PASSAGE EXTRAIT —
━━━━━━━━━━

Les années deux mille ne sont pas en reste: de 2004 à 2012, Operations ISAF en Afghanistan avec une présence permanente à Kaboul; 2006 évacuations de réfugiés au Liban, 2007-2013 diverses missions humanitaires ou en support de l’ONU; 2011-2018 opérations de support dans le cadre des opérations militaires SERVAL, SANGARIS, Guardian Falcon, Desert Falcon. En 2018-2019 un C-130 est mis à disposition permanente de la Minusma, dans le cadre de l’opération de stabilisation intégrée de l’ONU au Mali.
L’apothéose de cette remarquable carrière a lieu en août 2021 lors de l’évacuation de Kaboul à la suite de la reconquête fulgurante de l’Afghanistan par les Talibans. Au cours de cette opération baptisée « Red Kite », le 15ème Wing alignera, en plus d’un A-400M, trois C-130 (CH-01,07 et 11) qui effectueront cinq jours durant, du 21 au 25 août, des rotations entre Islamabad au Pakistan et Kaboul, évacuant 1.418 personnes. L’ultime opération extérieure sera « Tropical Storm 21 » au Gabon du 22 novembre au 14 décembre 2021.
Une maintenance au top
Toutes ces opérations se seront faites grâce à des avions fiables et parfaitement entretenus. Après 20 années, Ils font l’objet d’un « Midi-life Improvement Program » effectué par Sabena Technics à Zaventem qui a également en charge la maintenance lourde des C-130 dont notamment les inspections structurelles à la recherche des signes de vieillissement. La phase 1, le « Life Expansion Plan » entamé en 1992, a pour but de maintenir ces appareils opérationnels jusqu’en 2010 et consiste à remplacer les panneaux extérieurs d’ailes au-delà des moteurs intérieurs. La phase 2 qui a lieu entre 1993 et 1995 est une modification importante du cockpit avec une avionique de pointe dont un nouveau système de navigation GPS remplaçant le système d‘origine « Omega » défaillant, un radar météo plus performant et l’installation de systèmes passifs de défense avec des leurres thermiques et du blindage. Dans les années 2000, il reçoit un système d’autoprotection qui protège l’avion d’une gamme plus large de missiles en approche. A noter que déjà en juillet 1979 sur le CH-08 et en février 1983 sur le CH-06, des essais d’armement avec des mitrailleuses .50 placées dans les portes arrière avaient été effectués. Lors de la phase 1 qui se termine à l’automne de 1993, le schéma de camouflage « SEA » d’origine sera remplacé par une livrée uniforme gris moyen brillante, plus facile à entretenir et plus adaptée aux missions humanitaires que la « tenue guerrière ».

━━━━━━━━━━

EXTRAITS DE DONNÉES —
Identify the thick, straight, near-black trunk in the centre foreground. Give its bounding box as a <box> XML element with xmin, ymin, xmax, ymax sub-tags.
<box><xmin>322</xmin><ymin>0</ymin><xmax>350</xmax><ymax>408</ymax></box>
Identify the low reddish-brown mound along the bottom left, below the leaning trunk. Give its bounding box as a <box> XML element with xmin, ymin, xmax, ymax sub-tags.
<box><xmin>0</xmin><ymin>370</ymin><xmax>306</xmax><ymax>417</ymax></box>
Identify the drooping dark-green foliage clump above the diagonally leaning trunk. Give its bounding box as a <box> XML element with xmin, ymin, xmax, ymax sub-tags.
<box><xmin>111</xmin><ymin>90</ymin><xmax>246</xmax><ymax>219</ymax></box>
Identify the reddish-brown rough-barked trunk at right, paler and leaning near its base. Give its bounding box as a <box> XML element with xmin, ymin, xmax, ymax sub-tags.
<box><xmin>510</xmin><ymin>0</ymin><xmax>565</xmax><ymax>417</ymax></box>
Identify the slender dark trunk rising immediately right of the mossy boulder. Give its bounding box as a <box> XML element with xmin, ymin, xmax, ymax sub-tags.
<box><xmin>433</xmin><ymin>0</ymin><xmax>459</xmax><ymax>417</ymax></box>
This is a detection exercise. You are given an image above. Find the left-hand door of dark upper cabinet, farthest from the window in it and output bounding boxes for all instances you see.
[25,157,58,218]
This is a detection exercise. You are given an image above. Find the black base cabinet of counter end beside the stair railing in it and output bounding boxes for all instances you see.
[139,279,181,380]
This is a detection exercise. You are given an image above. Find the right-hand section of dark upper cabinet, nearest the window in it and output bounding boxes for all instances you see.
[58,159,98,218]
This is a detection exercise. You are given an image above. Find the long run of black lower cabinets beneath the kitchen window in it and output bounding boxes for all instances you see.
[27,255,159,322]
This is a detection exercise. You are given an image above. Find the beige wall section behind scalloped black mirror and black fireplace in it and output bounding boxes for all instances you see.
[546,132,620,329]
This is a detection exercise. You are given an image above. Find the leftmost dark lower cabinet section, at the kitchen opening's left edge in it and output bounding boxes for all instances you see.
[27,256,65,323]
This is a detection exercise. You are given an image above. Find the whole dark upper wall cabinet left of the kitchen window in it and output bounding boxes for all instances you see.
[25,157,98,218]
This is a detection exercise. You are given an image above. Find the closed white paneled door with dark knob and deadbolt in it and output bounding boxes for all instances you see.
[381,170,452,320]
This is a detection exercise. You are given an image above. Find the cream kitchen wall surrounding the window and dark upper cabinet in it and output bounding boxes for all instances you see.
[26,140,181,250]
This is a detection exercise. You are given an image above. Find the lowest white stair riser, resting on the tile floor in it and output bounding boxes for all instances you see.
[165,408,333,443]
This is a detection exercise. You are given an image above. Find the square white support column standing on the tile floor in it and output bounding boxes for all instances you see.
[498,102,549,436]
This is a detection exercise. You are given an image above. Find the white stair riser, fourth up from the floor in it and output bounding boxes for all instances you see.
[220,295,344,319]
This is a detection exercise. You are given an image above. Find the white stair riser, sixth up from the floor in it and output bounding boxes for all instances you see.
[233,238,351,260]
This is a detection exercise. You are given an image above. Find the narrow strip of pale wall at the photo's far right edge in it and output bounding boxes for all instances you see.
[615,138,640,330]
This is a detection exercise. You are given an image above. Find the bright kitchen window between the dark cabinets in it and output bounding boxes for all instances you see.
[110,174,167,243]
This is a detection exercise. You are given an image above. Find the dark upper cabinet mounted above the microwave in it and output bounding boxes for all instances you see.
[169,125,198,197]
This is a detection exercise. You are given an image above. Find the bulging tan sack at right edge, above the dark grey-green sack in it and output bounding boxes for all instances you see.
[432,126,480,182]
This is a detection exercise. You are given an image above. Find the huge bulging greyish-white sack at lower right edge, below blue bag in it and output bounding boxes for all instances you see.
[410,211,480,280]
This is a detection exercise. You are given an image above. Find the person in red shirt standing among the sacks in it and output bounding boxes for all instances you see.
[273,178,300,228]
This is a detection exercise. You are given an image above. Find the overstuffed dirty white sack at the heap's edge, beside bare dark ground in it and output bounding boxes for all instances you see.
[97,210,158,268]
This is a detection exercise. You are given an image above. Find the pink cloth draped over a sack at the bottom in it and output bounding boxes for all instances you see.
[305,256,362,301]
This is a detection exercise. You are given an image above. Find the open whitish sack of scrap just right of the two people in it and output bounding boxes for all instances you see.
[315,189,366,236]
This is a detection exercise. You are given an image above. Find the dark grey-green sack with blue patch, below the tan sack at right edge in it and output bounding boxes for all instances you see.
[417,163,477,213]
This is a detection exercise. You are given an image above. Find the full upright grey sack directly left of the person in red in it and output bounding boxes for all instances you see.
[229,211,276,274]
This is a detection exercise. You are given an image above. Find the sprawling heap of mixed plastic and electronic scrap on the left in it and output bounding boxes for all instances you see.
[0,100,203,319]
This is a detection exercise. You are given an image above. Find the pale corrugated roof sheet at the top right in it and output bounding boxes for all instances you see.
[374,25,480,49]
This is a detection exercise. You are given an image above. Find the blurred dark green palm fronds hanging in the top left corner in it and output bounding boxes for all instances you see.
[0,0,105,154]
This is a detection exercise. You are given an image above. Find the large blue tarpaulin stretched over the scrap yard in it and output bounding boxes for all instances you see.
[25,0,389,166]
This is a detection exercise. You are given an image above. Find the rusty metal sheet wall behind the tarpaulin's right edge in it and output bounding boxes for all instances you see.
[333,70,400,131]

━━━━━━━━━━

VOS CONSIGNES — Indiquez par oui ou par non si chaque affirmation concorde avec le passage extrait, en citant mot pour mot les termes qui tranchent : (a) l'opération « Red Kite » a permis d'évacuer 1.418 personnes ; (b) le schéma de camouflage « SEA » a été remplacé par une livrée vert foncé ; (c) la maintenance lourde des C-130 est assurée par Sabena Technics à Zaventem.

ZONE DE RÉPONSE —
(a) Oui : « évacuant 1.418 personnes ».
(b) Non : « une livrée uniforme gris moyen brillante ».
(c) Oui : « effectué par Sabena Technics à Zaventem qui a également en charge la maintenance lourde des C-130 ».